__Exercise details__
Each line of data below is to be returned exactly, leaving out any picture.

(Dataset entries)
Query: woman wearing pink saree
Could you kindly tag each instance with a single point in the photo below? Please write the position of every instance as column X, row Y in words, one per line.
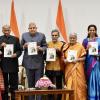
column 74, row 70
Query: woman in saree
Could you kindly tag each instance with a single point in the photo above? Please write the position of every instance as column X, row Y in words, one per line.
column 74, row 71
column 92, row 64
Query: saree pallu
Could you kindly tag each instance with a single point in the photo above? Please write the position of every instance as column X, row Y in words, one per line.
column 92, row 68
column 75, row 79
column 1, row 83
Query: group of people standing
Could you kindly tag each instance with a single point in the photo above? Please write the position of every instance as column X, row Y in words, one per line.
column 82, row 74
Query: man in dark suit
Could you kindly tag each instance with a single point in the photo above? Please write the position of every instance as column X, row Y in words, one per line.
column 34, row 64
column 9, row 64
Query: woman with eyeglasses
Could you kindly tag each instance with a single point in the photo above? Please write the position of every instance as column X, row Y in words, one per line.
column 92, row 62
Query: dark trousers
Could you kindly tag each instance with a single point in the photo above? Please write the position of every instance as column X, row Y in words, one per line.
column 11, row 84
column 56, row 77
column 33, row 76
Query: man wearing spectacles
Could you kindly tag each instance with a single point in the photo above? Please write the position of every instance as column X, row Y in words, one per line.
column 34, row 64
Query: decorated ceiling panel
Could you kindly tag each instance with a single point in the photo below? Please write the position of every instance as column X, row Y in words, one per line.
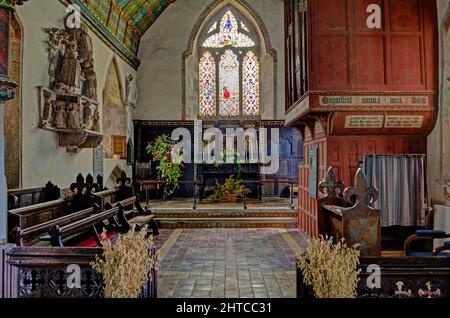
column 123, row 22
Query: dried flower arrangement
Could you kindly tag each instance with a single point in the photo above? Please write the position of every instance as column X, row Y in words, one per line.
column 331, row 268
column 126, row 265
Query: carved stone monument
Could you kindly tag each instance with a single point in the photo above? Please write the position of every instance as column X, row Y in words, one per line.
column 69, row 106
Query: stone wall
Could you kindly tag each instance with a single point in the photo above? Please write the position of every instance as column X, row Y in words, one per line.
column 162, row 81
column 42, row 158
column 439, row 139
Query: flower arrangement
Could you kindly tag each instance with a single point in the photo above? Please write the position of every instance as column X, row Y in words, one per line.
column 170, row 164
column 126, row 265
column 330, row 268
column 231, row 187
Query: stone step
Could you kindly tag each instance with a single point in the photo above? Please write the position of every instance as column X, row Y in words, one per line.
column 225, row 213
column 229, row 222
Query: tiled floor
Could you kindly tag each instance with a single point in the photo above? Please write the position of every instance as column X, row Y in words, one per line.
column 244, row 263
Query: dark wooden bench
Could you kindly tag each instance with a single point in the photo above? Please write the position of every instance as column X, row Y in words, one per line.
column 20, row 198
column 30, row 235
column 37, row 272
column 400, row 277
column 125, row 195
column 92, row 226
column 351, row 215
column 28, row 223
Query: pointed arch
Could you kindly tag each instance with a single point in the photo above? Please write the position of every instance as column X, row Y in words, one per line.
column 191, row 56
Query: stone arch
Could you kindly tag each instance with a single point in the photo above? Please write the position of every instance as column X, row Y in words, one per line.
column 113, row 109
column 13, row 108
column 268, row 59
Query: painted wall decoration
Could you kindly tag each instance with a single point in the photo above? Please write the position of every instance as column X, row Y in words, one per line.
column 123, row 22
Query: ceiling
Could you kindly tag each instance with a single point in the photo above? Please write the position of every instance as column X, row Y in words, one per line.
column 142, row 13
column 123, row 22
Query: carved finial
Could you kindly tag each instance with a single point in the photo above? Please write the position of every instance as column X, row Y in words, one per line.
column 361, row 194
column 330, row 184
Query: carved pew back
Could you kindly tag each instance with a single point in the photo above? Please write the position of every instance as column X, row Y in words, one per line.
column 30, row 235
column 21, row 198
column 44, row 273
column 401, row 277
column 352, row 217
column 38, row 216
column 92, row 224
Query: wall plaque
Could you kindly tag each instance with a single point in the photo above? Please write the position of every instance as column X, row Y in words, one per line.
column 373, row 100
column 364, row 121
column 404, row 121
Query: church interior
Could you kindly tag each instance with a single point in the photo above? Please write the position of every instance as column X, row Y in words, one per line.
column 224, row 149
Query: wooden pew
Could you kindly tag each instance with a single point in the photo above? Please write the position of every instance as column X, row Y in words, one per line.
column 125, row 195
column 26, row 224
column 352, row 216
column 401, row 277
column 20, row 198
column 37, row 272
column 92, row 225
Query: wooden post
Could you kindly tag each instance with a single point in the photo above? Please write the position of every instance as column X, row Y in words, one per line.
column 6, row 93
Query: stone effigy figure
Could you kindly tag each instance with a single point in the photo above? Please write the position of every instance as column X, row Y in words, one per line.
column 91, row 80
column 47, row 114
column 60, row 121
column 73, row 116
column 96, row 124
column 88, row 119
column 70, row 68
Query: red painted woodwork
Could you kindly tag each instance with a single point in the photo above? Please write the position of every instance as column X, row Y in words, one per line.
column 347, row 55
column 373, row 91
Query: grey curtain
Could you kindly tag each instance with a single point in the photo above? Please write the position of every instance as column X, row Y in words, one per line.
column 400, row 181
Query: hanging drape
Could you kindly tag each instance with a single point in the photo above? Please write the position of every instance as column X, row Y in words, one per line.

__The completed task__
Query: woman wearing pink saree
Could you kindly tag each instance with a single point in the photo below? Please write the position of every instance as column X, row Y in words, one per line.
column 74, row 70
Query: woman in saree
Could you kindly tag each instance with a single point in the photo above? Please write the position of every instance as column X, row Y in words, one per line.
column 74, row 71
column 92, row 64
Query: saree pallu
Could you kindly tag each instance with a single point in the photo above? Please write the position of every instance as column X, row Y in words, one per line.
column 92, row 68
column 75, row 79
column 1, row 83
Query: group of people standing
Could you kindly tag each instance with a single point in the photo above? Please write the position of every instance as column X, row Y in words, one per line.
column 82, row 74
Query: man in dark suit
Could you kindly tag each instance with a single point in the photo above? Please write the position of every instance as column X, row Y in words, one per line.
column 34, row 64
column 9, row 64
Query: woman with eyeglasses
Could you kindly tag each instance with a single point in the photo above? Please write the position of every instance as column X, row Y in words, one per line.
column 92, row 62
Query: dark trousers
Could you kindly tag each instance with a single point in the photo above? Please write the position of every instance as column X, row Y in words, one per line.
column 11, row 84
column 56, row 77
column 33, row 76
Query: man wearing spectacles
Could you kindly tag each instance with a single point in the photo above? Please write the position of every instance as column X, row Y in words, one per line.
column 34, row 64
Query: decorated ceiling panel
Could you kindly tag each instance with a single point in the photo below? Please write the position of every instance as column X, row Y in words, one per line.
column 123, row 22
Query: dried flower arrangement
Could you kindly tag each instance with a single point in the photo above? Please write the position of every instance as column X, row Y in words, one per line.
column 331, row 268
column 126, row 265
Query: carved stone monument
Could you kindly tag each instance with a single point in the photo above? Please write the position of every instance as column X, row Y in words, one per line.
column 69, row 106
Query: stone wall
Could you kindly tag each instance with a single point in the photo above? Please write the position of every instance as column X, row Y in words, one per line.
column 162, row 81
column 42, row 158
column 439, row 139
Query: flower arrangement
Could you kindly tag each instance with a single point in the photo above? Please write the position of every instance as column X, row Y in words, one per line.
column 170, row 164
column 126, row 265
column 330, row 268
column 231, row 187
Query: stone step
Could you kindly tag each instance with a single point in the photo above? Please write the position of every instance as column X, row Y in words, one per line.
column 225, row 213
column 229, row 222
Query: tiled floor
Could you kindly tag each instance with a single point in the photo above? Please write the position of every instance as column X, row Y in words, one per line.
column 244, row 263
Query: dark wooden bench
Could you kindly tag each instance with a single point in the photo above? Please write the position of every instance as column X, row Y in words, one per line.
column 20, row 198
column 30, row 235
column 37, row 272
column 400, row 277
column 125, row 195
column 92, row 226
column 351, row 215
column 28, row 223
Query: pointed arch
Could you kindly tag each instance with a single point in the photo above? Please write the position of every instance as column X, row Y in words, one per line.
column 191, row 56
Query: stone arch
Could you kindly tag each instance with a single point in the photo above? Please write the position of every instance as column X, row Y in words, one per line.
column 113, row 109
column 13, row 108
column 268, row 59
Query: painted wall decoration
Could you kindly tag each instance with a single point in the photo above? Please write the position of every instance as column X, row Y in words, one per line.
column 123, row 22
Query: ceiling
Could you kindly tag each instance with a single point in the photo above? Please write the position of every instance as column X, row Y in words, one per line.
column 142, row 13
column 123, row 22
Query: carved finial
Could you kindly tag each instance with a single point in the photo above? Please write the position of every instance as column X, row Y in words, one per line.
column 361, row 194
column 330, row 184
Query: carved pew back
Could you kindly tag each instance with a single point in the photo above? Please write the position of every instance as column X, row Y in words, one per line.
column 30, row 235
column 21, row 198
column 44, row 273
column 401, row 277
column 352, row 217
column 38, row 216
column 92, row 224
Query: wall plaque
Could you kindly tag each instance with a single point in the photo above? Please write the position of every instance as column X, row Y in words, one per line.
column 373, row 100
column 364, row 121
column 404, row 121
Query: church interior
Could you kindly tag each instance with a single point in the photo above? Please write the position of every instance as column X, row Y in words, one per line.
column 224, row 149
Query: wooden pew
Could you kindly tag each instance with a single point in the photo above? Please write the position of every instance as column X, row Y in words, one per line.
column 125, row 195
column 26, row 224
column 352, row 216
column 401, row 277
column 20, row 198
column 37, row 272
column 92, row 225
Query: wooden post
Could you kindly tag each instance with a single point in the photo above? Please write the position of every instance as column X, row Y in words, one per line.
column 6, row 93
Query: stone effigy figure
Could you kindly tag each instance with a single point in the photo above? Please write the position of every instance as column X, row Y in words, one per line.
column 91, row 80
column 47, row 114
column 60, row 121
column 73, row 116
column 96, row 124
column 88, row 119
column 70, row 68
Query: red painted woodwork
Could you kindly tag each instance with a single point in the photo above? Please write the position of every instance as column X, row Y in words, one per line.
column 347, row 55
column 373, row 91
Query: grey curtain
Could you kindly tag each instance with a single point in the photo above? Please write the position of every instance as column X, row Y in words, one per line.
column 400, row 181
Query: hanging drape
Could you kindly tag each instance with a single point in the photo above? Please write the position of every instance as column X, row Y in words, one per line.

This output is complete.